§ **PROBLEM DETAILS**: Output every line of the records below as a Markdown table with two columns, "No." for the row number and "Text" for the line, leaving out any blank lines.

§ **THE INPUT**:
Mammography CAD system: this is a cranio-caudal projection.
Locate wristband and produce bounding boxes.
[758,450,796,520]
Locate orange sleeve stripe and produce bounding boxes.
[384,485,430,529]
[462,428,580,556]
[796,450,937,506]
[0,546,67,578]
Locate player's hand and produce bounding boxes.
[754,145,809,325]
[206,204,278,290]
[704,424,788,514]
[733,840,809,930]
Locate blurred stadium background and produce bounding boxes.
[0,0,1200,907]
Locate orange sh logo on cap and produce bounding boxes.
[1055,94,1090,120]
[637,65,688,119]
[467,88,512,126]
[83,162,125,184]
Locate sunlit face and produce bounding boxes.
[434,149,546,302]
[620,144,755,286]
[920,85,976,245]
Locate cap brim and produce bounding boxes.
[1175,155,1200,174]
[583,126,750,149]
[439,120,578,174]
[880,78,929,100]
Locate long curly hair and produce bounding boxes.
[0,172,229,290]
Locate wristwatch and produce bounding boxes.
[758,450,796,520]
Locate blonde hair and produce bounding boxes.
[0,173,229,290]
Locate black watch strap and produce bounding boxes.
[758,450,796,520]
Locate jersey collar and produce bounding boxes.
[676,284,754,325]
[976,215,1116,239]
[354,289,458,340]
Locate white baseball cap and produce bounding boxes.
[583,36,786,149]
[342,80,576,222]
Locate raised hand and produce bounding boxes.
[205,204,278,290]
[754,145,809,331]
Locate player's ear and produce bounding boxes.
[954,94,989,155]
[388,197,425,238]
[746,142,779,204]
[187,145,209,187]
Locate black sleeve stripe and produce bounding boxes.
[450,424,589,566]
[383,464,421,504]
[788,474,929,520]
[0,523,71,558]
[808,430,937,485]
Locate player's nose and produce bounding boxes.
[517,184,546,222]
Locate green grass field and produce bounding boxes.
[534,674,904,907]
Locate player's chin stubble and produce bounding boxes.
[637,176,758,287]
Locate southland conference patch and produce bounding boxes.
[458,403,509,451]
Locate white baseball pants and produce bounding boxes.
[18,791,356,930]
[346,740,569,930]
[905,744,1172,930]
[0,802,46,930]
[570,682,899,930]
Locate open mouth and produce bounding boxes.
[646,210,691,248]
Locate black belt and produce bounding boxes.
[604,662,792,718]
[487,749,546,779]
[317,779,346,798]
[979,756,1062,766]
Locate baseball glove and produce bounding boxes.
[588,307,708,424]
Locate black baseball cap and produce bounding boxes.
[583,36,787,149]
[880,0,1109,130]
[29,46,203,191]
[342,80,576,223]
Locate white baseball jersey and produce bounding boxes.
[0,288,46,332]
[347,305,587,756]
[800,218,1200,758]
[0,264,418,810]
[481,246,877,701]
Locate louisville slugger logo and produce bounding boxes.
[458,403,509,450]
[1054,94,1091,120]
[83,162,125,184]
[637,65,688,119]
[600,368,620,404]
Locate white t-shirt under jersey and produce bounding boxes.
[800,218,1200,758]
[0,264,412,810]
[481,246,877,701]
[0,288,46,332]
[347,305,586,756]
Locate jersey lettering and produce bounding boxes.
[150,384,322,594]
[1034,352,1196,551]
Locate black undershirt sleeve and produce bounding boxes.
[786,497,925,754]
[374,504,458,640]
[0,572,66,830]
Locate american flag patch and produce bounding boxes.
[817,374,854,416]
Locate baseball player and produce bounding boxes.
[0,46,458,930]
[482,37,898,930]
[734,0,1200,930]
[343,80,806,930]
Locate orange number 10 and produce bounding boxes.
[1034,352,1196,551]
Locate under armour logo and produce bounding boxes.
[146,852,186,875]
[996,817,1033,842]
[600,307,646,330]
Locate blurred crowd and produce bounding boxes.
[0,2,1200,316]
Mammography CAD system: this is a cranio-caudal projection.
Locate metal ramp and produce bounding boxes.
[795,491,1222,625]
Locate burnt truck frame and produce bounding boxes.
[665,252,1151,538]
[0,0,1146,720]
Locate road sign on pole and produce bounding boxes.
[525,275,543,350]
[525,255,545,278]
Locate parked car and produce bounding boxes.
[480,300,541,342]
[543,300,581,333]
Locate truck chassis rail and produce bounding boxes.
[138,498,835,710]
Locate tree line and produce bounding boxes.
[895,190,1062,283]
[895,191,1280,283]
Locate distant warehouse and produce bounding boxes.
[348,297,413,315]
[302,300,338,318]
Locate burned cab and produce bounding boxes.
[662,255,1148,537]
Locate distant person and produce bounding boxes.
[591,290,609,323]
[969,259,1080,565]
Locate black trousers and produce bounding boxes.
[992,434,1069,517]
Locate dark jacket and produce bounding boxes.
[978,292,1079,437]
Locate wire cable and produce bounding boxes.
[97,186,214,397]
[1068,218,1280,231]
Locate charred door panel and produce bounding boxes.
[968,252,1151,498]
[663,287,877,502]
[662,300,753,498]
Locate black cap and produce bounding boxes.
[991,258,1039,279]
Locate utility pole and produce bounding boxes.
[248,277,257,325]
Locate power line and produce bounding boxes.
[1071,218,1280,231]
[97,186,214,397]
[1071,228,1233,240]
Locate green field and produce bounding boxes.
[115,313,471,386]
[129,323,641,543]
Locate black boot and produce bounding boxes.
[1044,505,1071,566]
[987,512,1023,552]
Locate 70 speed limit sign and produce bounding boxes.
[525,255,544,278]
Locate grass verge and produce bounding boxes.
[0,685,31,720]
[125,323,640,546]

§ **EXERCISE RESPONSE**:
| No. | Text |
|---|---|
| 1 | Mammography CAD system: this is a cranio-caudal projection. |
| 2 | Locate wristband and produce bounding boxes. |
| 3 | [758,450,796,520] |
| 4 | Locate orange sleeve stripe and produce bounding boxes. |
| 5 | [384,485,430,529] |
| 6 | [462,428,580,556] |
| 7 | [796,450,937,506] |
| 8 | [0,546,67,578] |
| 9 | Locate player's hand and produce bounding boxes. |
| 10 | [754,145,809,325] |
| 11 | [206,204,278,290] |
| 12 | [704,424,788,514] |
| 13 | [733,840,809,930] |
| 14 | Locate blurred stadium background and produce bounding boxes. |
| 15 | [0,0,1200,907] |
| 16 | Locate orange sh logo on cap and produce bounding boxes. |
| 17 | [1055,94,1090,120] |
| 18 | [637,65,688,119] |
| 19 | [467,88,512,126] |
| 20 | [83,162,125,184] |
| 21 | Locate sunlit face and produce bounding boxes. |
| 22 | [434,149,546,302] |
| 23 | [620,144,755,286] |
| 24 | [920,85,976,245] |
| 25 | Locate cap brim and produce bounding boxes. |
| 26 | [1175,155,1200,174] |
| 27 | [583,126,750,149] |
| 28 | [439,120,578,174] |
| 29 | [880,78,929,100] |
| 30 | Locate long curly hair and produce bounding boxes. |
| 31 | [0,172,229,290] |
| 32 | Locate wristwatch and produce bounding boxes. |
| 33 | [758,450,796,520] |
| 34 | Locate blonde hair and produce bounding boxes. |
| 35 | [0,173,229,290] |
| 36 | Locate black watch strap and produce bounding boxes. |
| 37 | [758,450,796,520] |
| 38 | Locate jersey collar and produce bounding boxes. |
| 39 | [676,284,754,325] |
| 40 | [976,215,1116,239] |
| 41 | [354,289,458,340] |
| 42 | Locate white baseball cap and produce bounding boxes. |
| 43 | [583,36,786,149] |
| 44 | [342,80,576,222] |
| 45 | Locate raised hand and produce bounding boxes. |
| 46 | [205,204,278,290] |
| 47 | [754,145,809,331] |
| 48 | Locate player's ear and produce bounding boxes. |
| 49 | [954,94,989,155] |
| 50 | [388,197,425,238] |
| 51 | [746,142,779,204] |
| 52 | [187,145,209,187] |
| 53 | Locate black sleeve stripe and produce bounding boxes. |
| 54 | [450,424,589,566] |
| 55 | [383,464,421,504] |
| 56 | [788,474,929,520] |
| 57 | [0,523,71,558] |
| 58 | [808,430,937,485] |
| 59 | Locate player's nose and produce bounding boxes. |
| 60 | [517,184,546,222] |
| 61 | Locate green grass field and produce bounding boxes. |
| 62 | [534,674,904,907] |
| 63 | Locate player's chin stubble and produce bounding boxes. |
| 64 | [637,176,758,287] |
| 65 | Locate southland conference patch and produce bounding boxes. |
| 66 | [458,403,509,451] |
| 67 | Locate white baseball pants and produce bounding boxes. |
| 68 | [18,791,356,930] |
| 69 | [346,740,569,930] |
| 70 | [905,744,1172,930] |
| 71 | [0,802,46,930] |
| 72 | [570,682,899,930] |
| 73 | Locate open mouth and produce bounding boxes. |
| 74 | [646,210,691,248] |
| 75 | Locate black belt and produce bounding boxes. |
| 76 | [604,662,792,718] |
| 77 | [487,749,546,779] |
| 78 | [317,779,346,798] |
| 79 | [979,756,1062,766] |
| 80 | Locate baseball glove and produce bounding boxes. |
| 81 | [588,307,708,424] |
| 82 | Locate black baseball cap and produce bounding boxes. |
| 83 | [583,36,787,149] |
| 84 | [880,0,1109,130] |
| 85 | [29,46,203,191] |
| 86 | [342,80,576,223] |
| 87 | Locate white baseball jersey and produce bounding boxes. |
| 88 | [0,288,46,332] |
| 89 | [347,305,587,756] |
| 90 | [800,218,1200,758] |
| 91 | [0,264,418,810] |
| 92 | [481,246,877,701] |
| 93 | Locate louisville slugger logo and produce bounding boxes. |
| 94 | [458,403,509,450] |
| 95 | [1054,94,1091,120] |
| 96 | [83,162,125,184] |
| 97 | [637,65,688,119] |
| 98 | [600,368,620,404] |
| 99 | Locate white t-shirt under jersey and produce bounding boxes. |
| 100 | [800,218,1200,758] |
| 101 | [0,264,412,810] |
| 102 | [481,246,877,701] |
| 103 | [0,288,46,332] |
| 104 | [347,305,586,756] |
| 105 | Locate jersey lettering and produce bounding boxes. |
| 106 | [150,384,322,594] |
| 107 | [1034,352,1196,551] |
| 108 | Locate black undershirt sleeve and produce bounding boxes. |
| 109 | [786,497,925,754] |
| 110 | [374,504,458,640] |
| 111 | [0,572,66,830] |
| 112 | Locate american flag patch and produce bounding boxes. |
| 113 | [817,374,854,416] |
| 114 | Locate baseball player and produce bounding boxes. |
| 115 | [0,46,458,930] |
| 116 | [482,37,898,930] |
| 117 | [734,0,1200,930] |
| 118 | [343,80,806,930] |
| 119 | Locate orange number 10 and produce bounding boxes. |
| 120 | [1034,352,1196,551] |
| 121 | Locate under armour logo and produce bounding boxes. |
| 122 | [146,852,186,875] |
| 123 | [996,817,1033,842] |
| 124 | [600,307,646,330] |
| 125 | Locate blurred crowd and produce bounding boxes. |
| 126 | [0,2,1200,316] |
| 127 | Mammography CAD system: this is a cranio-caudal projection. |
| 128 | Locate metal ramp and produce bounding boxes. |
| 129 | [795,491,1222,625] |
| 130 | Locate burnt truck frame and produce bounding boxes. |
| 131 | [665,252,1151,538] |
| 132 | [0,0,1146,720] |
| 133 | Locate road sign on pole and produce bounding boxes. |
| 134 | [525,275,543,350] |
| 135 | [525,255,545,278] |
| 136 | Locate parked car and produce bounding boxes. |
| 137 | [480,300,541,342] |
| 138 | [543,300,581,333] |
| 139 | Locate truck chassis rail and produce bounding boxes. |
| 140 | [138,498,835,710] |
| 141 | Locate tree line and produce bounding boxes. |
| 142 | [895,190,1062,283] |
| 143 | [895,191,1280,283] |
| 144 | Locate distant warehouse and produce bounding boxes. |
| 145 | [348,297,413,315] |
| 146 | [302,300,338,318] |
| 147 | Locate burned cab and produce bounding boxes. |
| 148 | [662,255,1148,537] |
| 149 | Locate distant person and produce bounding boxes. |
| 150 | [591,290,609,323] |
| 151 | [969,259,1080,565] |
| 152 | Locate black trousers and produce bounding boxes. |
| 153 | [992,434,1069,517] |
| 154 | Locate dark jacket and produce bounding boxes. |
| 155 | [978,292,1079,437] |
| 156 | Locate wire cable and produce bounding boxes. |
| 157 | [97,186,214,397] |
| 158 | [1068,218,1280,231] |
| 159 | Locate charred door panel and produce bounding boxes. |
| 160 | [968,252,1151,498] |
| 161 | [663,287,877,502] |
| 162 | [662,300,753,498] |
| 163 | Locate black cap and produce bounding boxes. |
| 164 | [991,258,1039,279] |
| 165 | Locate utility pole and produce bounding boxes. |
| 166 | [248,277,257,325] |
| 167 | Locate power line and produce bounding boxes. |
| 168 | [1071,218,1280,231] |
| 169 | [97,186,214,397] |
| 170 | [1071,228,1233,240] |
| 171 | Locate green field and produce bounding boxes. |
| 172 | [115,313,471,386] |
| 173 | [129,323,641,543] |
| 174 | Locate black boot and produce bounding boxes. |
| 175 | [1044,505,1071,566] |
| 176 | [987,512,1023,552] |
| 177 | Locate 70 speed limit sign and produce bounding boxes. |
| 178 | [525,255,544,278] |
| 179 | Locate grass verge and produce bounding boxes. |
| 180 | [0,685,31,720] |
| 181 | [125,323,640,546] |